[Dataset records]
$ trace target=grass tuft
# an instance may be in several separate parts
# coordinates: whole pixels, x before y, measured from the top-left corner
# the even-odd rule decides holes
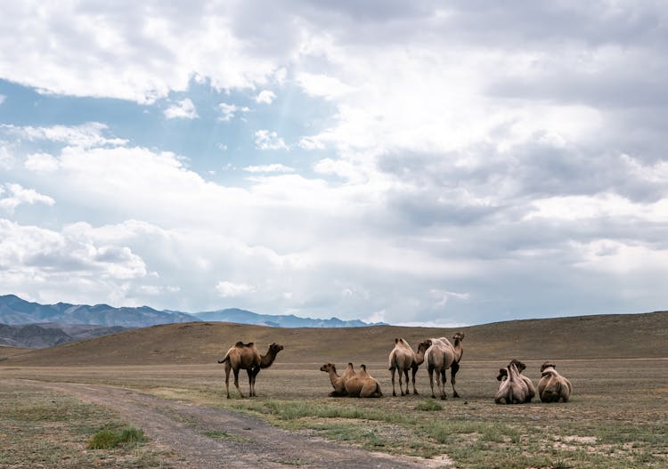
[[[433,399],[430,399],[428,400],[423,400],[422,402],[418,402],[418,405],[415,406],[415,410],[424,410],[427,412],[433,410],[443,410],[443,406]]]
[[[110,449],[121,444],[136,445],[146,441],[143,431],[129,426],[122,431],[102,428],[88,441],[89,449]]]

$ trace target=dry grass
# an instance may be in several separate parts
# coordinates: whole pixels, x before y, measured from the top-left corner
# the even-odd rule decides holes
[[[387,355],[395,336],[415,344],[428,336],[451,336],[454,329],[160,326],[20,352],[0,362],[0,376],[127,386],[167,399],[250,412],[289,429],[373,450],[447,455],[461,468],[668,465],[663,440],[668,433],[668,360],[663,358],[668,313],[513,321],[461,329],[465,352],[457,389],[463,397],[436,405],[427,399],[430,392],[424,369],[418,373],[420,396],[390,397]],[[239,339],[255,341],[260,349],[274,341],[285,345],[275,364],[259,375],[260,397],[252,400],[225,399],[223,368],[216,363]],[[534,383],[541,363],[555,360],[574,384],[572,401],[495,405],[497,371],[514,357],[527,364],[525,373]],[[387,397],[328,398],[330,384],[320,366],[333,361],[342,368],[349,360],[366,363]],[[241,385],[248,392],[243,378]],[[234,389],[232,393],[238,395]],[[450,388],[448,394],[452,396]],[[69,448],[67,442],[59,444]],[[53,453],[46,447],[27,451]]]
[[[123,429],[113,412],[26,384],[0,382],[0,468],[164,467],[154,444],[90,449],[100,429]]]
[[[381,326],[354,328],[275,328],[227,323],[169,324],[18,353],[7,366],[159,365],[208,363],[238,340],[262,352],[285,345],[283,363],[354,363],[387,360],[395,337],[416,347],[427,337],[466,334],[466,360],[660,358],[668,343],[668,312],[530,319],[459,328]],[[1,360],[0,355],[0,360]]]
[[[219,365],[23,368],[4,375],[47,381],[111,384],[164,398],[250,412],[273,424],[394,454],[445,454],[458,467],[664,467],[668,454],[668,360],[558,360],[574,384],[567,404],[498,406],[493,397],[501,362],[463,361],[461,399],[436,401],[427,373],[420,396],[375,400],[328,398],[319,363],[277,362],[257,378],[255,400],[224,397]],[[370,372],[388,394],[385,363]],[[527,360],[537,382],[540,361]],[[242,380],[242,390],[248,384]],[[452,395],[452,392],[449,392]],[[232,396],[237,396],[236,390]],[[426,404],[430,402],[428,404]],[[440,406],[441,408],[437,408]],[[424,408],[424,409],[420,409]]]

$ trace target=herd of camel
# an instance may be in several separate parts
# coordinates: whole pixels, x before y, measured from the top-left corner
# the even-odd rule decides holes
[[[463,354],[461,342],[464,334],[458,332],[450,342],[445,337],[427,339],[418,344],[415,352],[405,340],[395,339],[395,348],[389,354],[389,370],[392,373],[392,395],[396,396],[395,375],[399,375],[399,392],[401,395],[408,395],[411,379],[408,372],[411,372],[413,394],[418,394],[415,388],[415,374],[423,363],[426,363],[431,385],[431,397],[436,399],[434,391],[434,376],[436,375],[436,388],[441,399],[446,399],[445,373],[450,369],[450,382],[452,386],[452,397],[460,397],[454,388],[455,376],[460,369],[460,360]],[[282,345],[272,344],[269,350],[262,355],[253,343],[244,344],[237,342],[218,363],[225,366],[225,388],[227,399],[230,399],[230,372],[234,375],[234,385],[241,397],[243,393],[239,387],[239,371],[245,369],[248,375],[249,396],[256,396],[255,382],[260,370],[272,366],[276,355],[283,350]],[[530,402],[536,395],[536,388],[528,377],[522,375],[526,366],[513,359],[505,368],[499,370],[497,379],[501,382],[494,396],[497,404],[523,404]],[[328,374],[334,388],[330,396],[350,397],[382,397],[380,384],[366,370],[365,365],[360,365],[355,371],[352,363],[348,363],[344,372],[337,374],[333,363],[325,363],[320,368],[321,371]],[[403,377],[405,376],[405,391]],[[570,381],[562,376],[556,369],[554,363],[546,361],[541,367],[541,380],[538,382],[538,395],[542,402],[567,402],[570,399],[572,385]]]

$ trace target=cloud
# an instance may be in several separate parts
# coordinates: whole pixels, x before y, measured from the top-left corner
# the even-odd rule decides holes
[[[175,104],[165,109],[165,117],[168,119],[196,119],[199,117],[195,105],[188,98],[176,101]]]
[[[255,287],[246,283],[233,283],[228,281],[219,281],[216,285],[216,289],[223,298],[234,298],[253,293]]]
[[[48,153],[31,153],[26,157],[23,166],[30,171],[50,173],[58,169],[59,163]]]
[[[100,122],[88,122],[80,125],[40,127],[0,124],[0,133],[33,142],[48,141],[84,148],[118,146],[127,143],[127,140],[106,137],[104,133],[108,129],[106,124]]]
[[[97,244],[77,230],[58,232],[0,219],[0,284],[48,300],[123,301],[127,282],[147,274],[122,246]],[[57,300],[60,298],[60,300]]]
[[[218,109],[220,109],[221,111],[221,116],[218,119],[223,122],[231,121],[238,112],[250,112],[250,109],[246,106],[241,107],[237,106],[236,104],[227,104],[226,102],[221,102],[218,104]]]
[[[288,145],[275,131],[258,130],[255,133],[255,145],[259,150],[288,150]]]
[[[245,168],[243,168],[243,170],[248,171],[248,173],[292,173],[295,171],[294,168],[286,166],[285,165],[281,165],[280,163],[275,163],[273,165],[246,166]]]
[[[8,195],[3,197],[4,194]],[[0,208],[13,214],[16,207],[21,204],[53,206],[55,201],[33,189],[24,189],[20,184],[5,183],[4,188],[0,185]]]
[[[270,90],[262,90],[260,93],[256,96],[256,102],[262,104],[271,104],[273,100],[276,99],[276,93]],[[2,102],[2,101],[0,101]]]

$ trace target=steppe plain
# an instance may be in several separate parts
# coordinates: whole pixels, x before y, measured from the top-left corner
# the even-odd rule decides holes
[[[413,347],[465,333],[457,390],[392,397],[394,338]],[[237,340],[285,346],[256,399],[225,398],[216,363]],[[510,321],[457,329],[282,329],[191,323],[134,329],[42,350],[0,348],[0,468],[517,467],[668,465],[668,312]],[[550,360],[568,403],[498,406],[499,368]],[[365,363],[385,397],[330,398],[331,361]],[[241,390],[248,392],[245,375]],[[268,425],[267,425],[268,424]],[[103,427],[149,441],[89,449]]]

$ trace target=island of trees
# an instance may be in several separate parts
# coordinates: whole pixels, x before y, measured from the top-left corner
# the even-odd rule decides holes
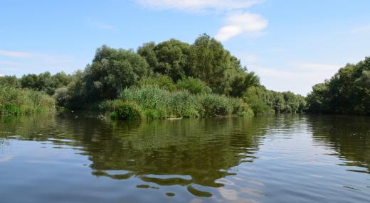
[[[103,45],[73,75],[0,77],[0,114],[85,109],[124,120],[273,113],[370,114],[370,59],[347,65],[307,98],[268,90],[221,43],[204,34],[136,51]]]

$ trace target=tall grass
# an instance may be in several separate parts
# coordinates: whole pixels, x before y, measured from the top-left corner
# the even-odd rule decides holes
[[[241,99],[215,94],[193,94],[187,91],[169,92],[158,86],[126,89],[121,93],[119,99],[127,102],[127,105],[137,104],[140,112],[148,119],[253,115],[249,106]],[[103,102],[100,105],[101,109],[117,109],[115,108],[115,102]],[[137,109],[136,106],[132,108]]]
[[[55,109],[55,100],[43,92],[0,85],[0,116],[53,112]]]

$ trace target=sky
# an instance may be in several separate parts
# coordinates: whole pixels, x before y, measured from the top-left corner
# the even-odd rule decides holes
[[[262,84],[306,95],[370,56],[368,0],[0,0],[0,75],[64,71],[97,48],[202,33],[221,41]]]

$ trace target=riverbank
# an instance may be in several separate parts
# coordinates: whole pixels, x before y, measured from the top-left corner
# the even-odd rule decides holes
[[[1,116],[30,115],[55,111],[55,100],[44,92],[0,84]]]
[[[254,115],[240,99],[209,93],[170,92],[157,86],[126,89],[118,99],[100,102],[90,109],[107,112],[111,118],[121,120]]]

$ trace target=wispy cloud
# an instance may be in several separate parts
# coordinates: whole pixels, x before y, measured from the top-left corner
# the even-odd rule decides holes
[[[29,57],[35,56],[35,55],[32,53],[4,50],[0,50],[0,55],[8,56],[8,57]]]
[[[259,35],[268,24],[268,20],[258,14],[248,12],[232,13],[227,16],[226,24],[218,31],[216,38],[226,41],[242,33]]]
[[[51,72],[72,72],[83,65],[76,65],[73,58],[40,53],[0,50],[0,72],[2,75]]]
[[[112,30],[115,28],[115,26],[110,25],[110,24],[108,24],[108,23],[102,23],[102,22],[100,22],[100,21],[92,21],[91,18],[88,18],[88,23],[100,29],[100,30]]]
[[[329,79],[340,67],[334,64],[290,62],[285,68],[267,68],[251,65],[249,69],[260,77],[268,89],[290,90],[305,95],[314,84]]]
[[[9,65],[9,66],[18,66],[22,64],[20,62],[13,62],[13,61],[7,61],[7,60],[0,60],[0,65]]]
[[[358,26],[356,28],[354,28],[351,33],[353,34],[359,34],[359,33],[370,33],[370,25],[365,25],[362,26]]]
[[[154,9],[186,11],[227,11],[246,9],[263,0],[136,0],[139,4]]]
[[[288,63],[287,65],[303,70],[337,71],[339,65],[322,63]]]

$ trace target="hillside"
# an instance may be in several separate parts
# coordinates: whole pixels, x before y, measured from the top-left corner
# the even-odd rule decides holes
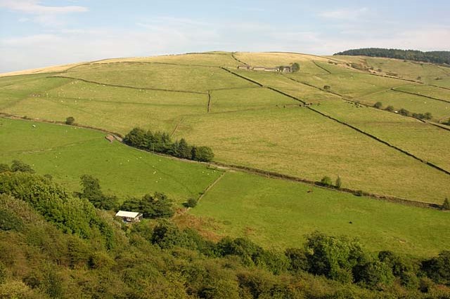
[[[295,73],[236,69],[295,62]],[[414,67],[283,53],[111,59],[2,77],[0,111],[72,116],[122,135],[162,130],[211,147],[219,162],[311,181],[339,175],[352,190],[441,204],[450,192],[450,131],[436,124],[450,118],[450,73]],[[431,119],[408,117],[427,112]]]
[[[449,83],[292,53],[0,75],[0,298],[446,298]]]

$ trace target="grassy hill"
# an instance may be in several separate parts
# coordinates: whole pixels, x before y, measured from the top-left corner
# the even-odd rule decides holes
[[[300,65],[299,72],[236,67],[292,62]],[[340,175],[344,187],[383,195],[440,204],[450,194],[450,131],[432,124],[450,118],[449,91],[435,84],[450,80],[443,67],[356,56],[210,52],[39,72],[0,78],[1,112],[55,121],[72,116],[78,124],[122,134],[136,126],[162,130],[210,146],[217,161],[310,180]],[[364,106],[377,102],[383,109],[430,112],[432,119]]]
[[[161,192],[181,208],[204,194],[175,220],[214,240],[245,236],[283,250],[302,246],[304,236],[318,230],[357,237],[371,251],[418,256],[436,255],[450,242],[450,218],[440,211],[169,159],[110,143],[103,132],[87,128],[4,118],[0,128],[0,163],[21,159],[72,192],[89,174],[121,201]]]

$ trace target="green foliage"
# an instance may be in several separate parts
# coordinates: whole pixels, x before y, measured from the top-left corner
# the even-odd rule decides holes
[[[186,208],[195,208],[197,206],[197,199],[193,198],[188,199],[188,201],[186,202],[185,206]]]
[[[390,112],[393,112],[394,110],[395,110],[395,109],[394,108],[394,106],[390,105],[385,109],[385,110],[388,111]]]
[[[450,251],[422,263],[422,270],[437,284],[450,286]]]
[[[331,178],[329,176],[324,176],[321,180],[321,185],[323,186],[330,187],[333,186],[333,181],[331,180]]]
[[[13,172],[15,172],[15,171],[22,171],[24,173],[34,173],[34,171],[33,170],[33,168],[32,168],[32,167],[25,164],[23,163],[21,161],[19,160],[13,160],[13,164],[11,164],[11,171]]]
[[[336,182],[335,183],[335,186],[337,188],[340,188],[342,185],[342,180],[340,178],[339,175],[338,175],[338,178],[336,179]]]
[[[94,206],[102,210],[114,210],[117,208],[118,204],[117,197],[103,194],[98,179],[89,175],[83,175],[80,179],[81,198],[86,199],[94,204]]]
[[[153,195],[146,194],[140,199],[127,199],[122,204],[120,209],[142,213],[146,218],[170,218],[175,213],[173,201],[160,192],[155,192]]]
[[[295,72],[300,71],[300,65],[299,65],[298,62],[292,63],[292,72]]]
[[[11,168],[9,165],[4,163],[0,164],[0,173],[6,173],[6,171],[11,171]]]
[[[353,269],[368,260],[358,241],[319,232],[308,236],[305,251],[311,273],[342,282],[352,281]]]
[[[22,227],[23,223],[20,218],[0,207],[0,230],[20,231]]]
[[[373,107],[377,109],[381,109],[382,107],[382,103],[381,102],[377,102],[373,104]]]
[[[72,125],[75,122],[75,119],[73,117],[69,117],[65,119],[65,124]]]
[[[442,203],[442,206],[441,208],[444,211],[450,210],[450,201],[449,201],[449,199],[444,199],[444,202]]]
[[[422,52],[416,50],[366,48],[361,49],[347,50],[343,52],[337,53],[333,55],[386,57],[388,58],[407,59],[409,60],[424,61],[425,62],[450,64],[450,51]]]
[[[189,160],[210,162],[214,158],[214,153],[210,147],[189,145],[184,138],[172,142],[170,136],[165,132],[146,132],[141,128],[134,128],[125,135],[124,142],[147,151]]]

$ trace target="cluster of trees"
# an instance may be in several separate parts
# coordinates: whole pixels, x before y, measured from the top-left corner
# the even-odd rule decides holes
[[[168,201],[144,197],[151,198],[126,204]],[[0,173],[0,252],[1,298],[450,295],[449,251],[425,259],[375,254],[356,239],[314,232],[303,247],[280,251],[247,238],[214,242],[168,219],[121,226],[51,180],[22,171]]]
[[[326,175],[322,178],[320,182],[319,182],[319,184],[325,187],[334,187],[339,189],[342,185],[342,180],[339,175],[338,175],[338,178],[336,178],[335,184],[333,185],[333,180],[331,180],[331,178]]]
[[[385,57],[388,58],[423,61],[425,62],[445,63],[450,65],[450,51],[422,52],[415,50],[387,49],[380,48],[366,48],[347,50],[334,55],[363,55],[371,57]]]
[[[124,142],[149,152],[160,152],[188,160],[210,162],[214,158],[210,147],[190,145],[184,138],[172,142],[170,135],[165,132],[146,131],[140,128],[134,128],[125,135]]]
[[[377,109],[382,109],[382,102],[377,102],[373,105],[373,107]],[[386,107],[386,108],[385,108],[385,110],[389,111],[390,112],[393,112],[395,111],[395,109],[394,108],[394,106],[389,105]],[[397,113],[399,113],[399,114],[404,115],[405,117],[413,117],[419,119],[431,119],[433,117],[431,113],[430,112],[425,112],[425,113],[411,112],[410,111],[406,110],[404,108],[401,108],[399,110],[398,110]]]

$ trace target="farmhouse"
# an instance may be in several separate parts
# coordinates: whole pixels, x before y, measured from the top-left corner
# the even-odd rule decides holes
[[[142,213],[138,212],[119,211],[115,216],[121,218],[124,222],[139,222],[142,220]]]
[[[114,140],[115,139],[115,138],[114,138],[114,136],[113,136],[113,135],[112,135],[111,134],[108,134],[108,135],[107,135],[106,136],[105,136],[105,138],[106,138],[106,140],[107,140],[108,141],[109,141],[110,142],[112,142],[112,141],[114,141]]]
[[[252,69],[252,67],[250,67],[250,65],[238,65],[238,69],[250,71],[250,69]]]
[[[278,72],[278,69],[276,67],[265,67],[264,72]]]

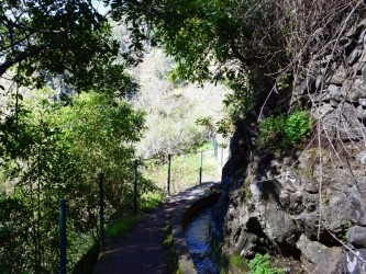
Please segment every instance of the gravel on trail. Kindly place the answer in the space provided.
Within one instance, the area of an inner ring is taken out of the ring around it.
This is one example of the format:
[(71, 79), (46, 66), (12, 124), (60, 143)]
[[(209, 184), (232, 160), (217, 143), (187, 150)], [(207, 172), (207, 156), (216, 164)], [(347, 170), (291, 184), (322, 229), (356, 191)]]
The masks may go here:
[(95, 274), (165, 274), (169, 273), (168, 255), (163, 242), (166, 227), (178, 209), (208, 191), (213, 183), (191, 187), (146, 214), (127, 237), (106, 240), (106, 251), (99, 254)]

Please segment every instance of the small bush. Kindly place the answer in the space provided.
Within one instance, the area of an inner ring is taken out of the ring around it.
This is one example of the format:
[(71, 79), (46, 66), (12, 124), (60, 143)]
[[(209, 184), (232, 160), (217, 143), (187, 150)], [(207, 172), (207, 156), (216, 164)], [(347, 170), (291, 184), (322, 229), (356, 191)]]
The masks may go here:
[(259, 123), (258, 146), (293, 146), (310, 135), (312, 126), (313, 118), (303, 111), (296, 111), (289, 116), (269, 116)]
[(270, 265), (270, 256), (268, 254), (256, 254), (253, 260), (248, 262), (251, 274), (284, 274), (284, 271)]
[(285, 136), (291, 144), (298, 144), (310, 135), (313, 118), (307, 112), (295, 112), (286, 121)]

Directive
Print the lines from the one containing "Please segment every instance of the small" through the end of the records, inclusive, with no changes.

Complete output
Please segment every instance of the small bush. Kindly place the answer in the space provided.
Within one instance, the area of an inner ring is taken out of the ring around it.
This is one example of the format:
[(71, 79), (46, 66), (12, 124), (60, 143)]
[[(209, 184), (232, 160), (217, 143), (187, 150)], [(207, 172), (207, 156), (216, 164)], [(347, 170), (291, 184), (322, 229), (356, 191)]]
The masks may go here:
[(259, 123), (258, 146), (293, 146), (310, 135), (312, 126), (313, 118), (303, 111), (296, 111), (289, 116), (269, 116)]
[(270, 265), (270, 256), (268, 254), (256, 254), (253, 260), (248, 262), (251, 274), (284, 274), (284, 271)]
[(285, 136), (291, 144), (298, 144), (310, 135), (313, 118), (307, 112), (295, 112), (286, 121)]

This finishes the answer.